TASK BRIEF:
Print out the material that follows word for word.

RAW RECORDS:

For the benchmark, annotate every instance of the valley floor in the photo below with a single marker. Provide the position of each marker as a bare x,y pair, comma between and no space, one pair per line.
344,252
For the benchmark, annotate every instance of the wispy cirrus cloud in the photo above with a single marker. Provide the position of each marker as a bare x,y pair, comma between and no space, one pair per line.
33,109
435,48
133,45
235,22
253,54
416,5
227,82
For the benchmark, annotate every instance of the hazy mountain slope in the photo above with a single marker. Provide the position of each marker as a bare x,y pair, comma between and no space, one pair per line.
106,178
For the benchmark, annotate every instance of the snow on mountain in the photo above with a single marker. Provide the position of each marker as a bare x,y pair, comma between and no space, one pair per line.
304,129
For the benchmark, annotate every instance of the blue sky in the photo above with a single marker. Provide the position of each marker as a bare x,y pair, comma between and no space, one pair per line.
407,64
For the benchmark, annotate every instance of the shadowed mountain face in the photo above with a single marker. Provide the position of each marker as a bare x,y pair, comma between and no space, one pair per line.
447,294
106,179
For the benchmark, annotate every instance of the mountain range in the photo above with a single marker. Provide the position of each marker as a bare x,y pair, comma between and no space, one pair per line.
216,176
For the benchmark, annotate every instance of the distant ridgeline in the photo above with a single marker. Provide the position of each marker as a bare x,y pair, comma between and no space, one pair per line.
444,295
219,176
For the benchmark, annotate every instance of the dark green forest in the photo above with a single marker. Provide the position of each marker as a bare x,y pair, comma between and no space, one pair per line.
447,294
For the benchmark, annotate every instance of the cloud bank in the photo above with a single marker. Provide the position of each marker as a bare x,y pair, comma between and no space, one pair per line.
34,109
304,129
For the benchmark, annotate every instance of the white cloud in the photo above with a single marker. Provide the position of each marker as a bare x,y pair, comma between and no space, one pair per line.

FINAL ANSWER:
For the benchmark, annotate every instance of the valley floor in the photo below with a single marker. Provide the position of each marker as a bare x,y pair, comma between and no space, one pair per line.
344,252
For the benchmark, annotate every instance of the wispy cirrus cloud in the photo above with a single marker. Provide the position of each marker as a bare x,y pair, comma between and no space, one pair per line.
33,109
435,48
133,45
235,22
253,54
416,5
227,82
For the benchmark, annotate every instance of the hazy mountain slope in the photo above with a single marker. Provide the position of each marker as a bare x,y pair, comma between and no space, one pair per line.
106,178
For the benchmark, annotate every instance of the snow on mountain in the photo above with a single marker. Provide the position of each marker as a bare x,y pair, comma between and no space, one pair per line.
304,129
For the benchmark, annotate every instance of the blue sky in the photo above with a single marker. Provide the position of each marker as a bare x,y pair, comma between and no space, one pair per line.
407,64
For the benchmark, annotate every instance of the shadowed mountain face in the photo above with a single marker. Provide the position of each marker as a bare x,y pair, comma between and no space, one pair per line.
447,294
106,179
For the benchmark, annotate every instance of the mountain range in the photo above with a single marker. Provide the position of each marker as a bare x,y pair, comma between and no space, one pair per line.
216,176
For the benchmark, annotate every instance of the distant ridgeline in the photo above with a single marker. Provide the position of each marker as a bare x,y pair, comma between and no space, one pair per line.
444,295
219,176
For the benchmark, annotate every instance of the dark green forest in the photo above with a single marker. Provide the position of each marker as a bare x,y pair, comma between and no space, one pair per line.
447,294
For the benchmark, annotate every instance of the cloud bank in the photo above with a single marker. Provide the position of each marker as a bare x,y pair, comma between and no space, one pair per line.
34,109
304,129
For the benchmark, annotate every instance of the white cloud in the photo above with a single marker. Provide the position of each marker as a bare x,y pair, comma between and no space, one pair per line.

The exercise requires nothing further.